====== Data for processing
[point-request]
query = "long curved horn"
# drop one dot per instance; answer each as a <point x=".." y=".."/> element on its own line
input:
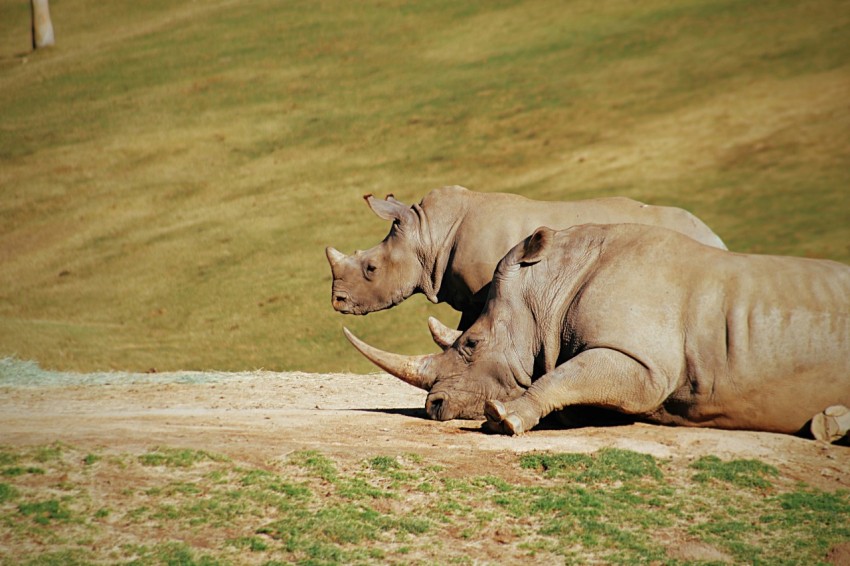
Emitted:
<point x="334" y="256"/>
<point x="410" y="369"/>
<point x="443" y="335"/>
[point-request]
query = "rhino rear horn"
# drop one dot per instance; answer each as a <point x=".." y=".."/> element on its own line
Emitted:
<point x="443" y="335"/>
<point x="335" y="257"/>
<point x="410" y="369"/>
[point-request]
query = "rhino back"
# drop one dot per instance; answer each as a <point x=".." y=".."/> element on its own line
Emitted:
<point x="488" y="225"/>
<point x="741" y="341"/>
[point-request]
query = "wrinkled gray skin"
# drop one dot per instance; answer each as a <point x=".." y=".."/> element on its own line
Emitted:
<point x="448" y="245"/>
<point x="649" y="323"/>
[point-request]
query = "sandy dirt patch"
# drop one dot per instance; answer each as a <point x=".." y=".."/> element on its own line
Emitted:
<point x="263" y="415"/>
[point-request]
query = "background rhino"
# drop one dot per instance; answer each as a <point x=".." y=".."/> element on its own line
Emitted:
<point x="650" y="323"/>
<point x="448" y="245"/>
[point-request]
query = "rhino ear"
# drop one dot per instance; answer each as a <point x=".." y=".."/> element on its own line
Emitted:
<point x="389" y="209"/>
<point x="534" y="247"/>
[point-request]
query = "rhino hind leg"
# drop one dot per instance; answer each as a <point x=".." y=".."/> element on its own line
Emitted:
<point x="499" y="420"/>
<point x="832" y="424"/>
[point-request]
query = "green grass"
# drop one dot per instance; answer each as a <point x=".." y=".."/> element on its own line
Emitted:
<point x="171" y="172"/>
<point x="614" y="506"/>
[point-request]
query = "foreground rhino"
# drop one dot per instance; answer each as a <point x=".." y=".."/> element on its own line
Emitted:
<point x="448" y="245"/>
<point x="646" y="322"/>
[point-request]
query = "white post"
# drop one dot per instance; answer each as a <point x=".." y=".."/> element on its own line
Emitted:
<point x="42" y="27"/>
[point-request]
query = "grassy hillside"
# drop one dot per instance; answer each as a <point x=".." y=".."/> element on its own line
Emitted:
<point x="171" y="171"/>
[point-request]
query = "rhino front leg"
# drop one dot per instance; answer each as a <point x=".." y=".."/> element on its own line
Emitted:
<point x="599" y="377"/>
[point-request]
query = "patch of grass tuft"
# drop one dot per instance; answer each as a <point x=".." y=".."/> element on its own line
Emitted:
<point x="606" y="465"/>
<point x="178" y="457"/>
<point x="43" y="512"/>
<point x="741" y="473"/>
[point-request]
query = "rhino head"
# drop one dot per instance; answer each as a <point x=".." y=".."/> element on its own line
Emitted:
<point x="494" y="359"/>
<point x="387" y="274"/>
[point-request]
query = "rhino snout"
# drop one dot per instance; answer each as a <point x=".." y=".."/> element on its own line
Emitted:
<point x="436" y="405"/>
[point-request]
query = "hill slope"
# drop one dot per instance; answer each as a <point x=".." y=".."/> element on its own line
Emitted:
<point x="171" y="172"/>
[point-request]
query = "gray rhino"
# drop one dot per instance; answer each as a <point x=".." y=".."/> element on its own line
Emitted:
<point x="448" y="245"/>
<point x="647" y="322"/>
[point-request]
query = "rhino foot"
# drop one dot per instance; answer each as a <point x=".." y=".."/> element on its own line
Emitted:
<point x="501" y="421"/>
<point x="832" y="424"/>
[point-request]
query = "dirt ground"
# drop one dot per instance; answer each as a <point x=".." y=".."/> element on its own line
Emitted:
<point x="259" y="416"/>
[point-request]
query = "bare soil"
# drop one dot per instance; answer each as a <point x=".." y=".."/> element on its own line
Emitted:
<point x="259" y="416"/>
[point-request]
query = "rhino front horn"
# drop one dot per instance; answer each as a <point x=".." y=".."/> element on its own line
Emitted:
============
#### [What is required]
Go through the data and show every line where "front" occurs.

#### [Written response]
query = "rhino front leg"
query = "rhino front horn"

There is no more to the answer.